> _Extrait choisi_

Vous avez été l’une des figures de la campagne contre la Loi sur les services d’identification électronique. Près de deux tiers des votants ont balayé ce projet. Comment analysez-vous ce résultat assez inattendu?
Ce résultat m’a surpris. Les Suisses ont compris que des éléments essentiels ont été cachés dans cette votation. En particulier la teneur des ordonnances d’application de la loi. Pour moi, ce rejet du projet de la Confédération traduit une méfiance des citoyens de confier leurs données à des sociétés privées. Il y a une confiance numérique à construire, et c’est le rôle de l’Etat que d’organiser cette confiance, car contrairement aux entreprises privées, l’Etat est soumis à un contrôle démocratique. C’est aussi une défiance à l’égard de la centralisation des informations, alors que celles et ceux qui s’intéressent à ce sujet savent combien la décentralisation est primordiale pour limiter les risques. Je regrette que dans ce dossier, comme dans d’autres s’agissant du numérique, l’Etat s’autoproclame incompétent. Il doit au contraire s’investir davantage. L’Etat doit être fort, y compris sur le plan numérique. Ce n’est pas souhaitable que ça soit des intérêts mercantiles qui dictent l’agenda des évolutions technologiques.

L’hypercommunication associée aux nouvelles technologies a tendance à casser les hiérarchies qui prévalaient autrefois. La parole des autorités se noie dans un océan d’informations contradictoires, d’opinions tranchées. La population semble avoir toujours plus d’appétit pour les opinions tranchées, et de moins en moins de compréhension pour la nuance. Sommes-nous condamnés à ne plus nous comprendre?
C’est une crainte que nous pouvons légitimement nourrir. Cela me préoccupe énormément. Je crois que la première erreur a été l’invention des journaux gratuits, qui ont favorisé l’émergence de formats rapides, réduisant ainsi l’expression de la pensée à des phrases accrocheuses, préférant la punchline a la complexité de la réalité. Les réseaux sociaux ne sont pas en reste : ils créent des bulles de filtre, où chacun est condamné à ne côtoyer que les gens qui lui ressemblent. La différence d’opinion n’est plus tolérée. Ces plateformes favorisent l’émergence d’une pensée unique, qui se cantonne à des cercles qui sont imperméables aux autres. Le paradoxe, c’est qu’en utilisant internet, en étant connecté, les gens ont le sentiment d’être au contraire ouverts sur le monde. Et pourtant, leur monde se rétrécit à cause des algorithmes qui ne leur proposent que du contenu qu’ils sont censés apprécier. Je plaide pour ma part en faveur d’une presse écrite payante, qui propose un contenu de qualité, et où s’exprime la pluralité des opinions et pour une formation qui continue d’enseigner la culture au débat, la confrontation des idées et la complexité du monde.

Peut-on encore être optimiste quand on fait de la politique face à tous ces phénomènes qui semblent pousser la société vers les extrêmes?
Il faut rester résolument optimiste. Je le suis. C’est une minorité qui s’exprime bruyamment. Les élections qui ont lieu dans le canton de Vaud témoignent d’une bonne participation de la population. Elle s’exprime par les urnes. Et ce sont les principaux partis représentés dans les gouvernements qui bénéficient de la confiance. Je crois même qu’on assiste à une érosion du vote contestataire en Suisse. L’UDC ne progresse plus dans notre pays. Je préfère me concentrer sur la majorité silencieuse. Et on le voit bien avec les jeunes qui descendent dans la rue pour défendre leur avenir : il y a une volonté de leur part de ne pas simplement subir leur sort. Ils veulent être acteurs du changement. Je trouve ça réjouissant. Ces jeunes sont formidables.

> _Extraits des données_
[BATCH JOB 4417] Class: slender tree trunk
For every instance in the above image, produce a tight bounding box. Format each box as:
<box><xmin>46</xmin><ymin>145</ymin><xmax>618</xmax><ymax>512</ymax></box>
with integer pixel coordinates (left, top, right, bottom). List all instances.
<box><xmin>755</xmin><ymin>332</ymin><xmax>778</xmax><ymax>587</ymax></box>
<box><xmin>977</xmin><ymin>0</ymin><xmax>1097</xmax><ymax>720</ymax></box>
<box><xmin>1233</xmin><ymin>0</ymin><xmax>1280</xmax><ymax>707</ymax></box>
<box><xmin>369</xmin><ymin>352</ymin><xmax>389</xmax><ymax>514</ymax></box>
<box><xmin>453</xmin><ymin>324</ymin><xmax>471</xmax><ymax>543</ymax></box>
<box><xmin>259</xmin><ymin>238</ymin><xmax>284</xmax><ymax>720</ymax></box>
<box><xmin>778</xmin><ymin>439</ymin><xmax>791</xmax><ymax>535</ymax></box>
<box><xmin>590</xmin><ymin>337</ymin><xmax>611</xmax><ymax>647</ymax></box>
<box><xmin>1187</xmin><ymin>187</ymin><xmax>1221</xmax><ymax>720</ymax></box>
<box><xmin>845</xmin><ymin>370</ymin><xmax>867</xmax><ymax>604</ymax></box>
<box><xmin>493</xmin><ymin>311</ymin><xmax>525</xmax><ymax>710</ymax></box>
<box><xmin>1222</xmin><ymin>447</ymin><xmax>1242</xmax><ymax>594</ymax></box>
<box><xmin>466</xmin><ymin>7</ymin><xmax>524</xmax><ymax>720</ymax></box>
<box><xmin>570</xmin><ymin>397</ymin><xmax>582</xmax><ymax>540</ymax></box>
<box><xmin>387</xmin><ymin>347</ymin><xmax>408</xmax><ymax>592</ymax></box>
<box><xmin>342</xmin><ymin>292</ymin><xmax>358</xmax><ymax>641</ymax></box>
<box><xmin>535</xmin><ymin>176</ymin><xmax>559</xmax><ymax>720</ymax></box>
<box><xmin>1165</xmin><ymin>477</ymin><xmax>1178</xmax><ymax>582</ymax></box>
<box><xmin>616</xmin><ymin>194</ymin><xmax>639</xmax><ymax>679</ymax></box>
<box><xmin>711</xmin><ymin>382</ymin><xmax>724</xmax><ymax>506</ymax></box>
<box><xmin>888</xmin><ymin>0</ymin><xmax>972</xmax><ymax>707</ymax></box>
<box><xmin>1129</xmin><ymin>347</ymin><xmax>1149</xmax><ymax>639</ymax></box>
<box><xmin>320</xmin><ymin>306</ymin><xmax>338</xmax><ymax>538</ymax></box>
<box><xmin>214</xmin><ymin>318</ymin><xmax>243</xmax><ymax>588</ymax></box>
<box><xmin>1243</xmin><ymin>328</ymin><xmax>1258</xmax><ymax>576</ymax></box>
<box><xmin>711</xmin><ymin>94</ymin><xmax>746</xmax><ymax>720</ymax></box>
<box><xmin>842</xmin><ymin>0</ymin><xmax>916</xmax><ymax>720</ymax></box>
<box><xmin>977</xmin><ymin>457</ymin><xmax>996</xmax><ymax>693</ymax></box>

> _Consignes_
• 1. Recopiez le passage de l'entretien qui commence aux mots « Peut-on encore être » et s'arrête après les mots « jeunes sont formidables. ».
• 2. Reformulez sous forme de liste le paragraphe de l'entretien qui débute par « Il faut rester résolument optimiste », en conservant ses faits principaux.
• 3. Traduisez en anglais cette phrase de l'entretien : « L’Etat doit être fort, y compris sur le plan numérique. »

> _Réponses aux consignes_
• 1.
Peut-on encore être optimiste quand on fait de la politique face à tous ces phénomènes qui semblent pousser la société vers les extrêmes?
Il faut rester résolument optimiste. Je le suis. C’est une minorité qui s’exprime bruyamment. Les élections qui ont lieu dans le canton de Vaud témoignent d’une bonne participation de la population. Elle s’exprime par les urnes. Et ce sont les principaux partis représentés dans les gouvernements qui bénéficient de la confiance. Je crois même qu’on assiste à une érosion du vote contestataire en Suisse. L’UDC ne progresse plus dans notre pays. Je préfère me concentrer sur la majorité silencieuse. Et on le voit bien avec les jeunes qui descendent dans la rue pour défendre leur avenir : il y a une volonté de leur part de ne pas simplement subir leur sort. Ils veulent être acteurs du changement. Je trouve ça réjouissant. Ces jeunes sont formidables.

• 2.
- Il faut rester optimiste, car c'est une minorité qui s'exprime bruyamment.
- Les élections dans le canton de Vaud montrent une bonne participation de la population, qui s'exprime par les urnes.
- Les principaux partis représentés dans les gouvernements bénéficient de la confiance.
- Le vote contestataire s'érode en Suisse, et l'UDC ne progresse plus.
- Mieux vaut se concentrer sur la majorité silencieuse.
- Les jeunes qui descendent dans la rue pour défendre leur avenir veulent être acteurs du changement, ce qui est réjouissant.

• 3. The State must be strong, including in the digital sphere.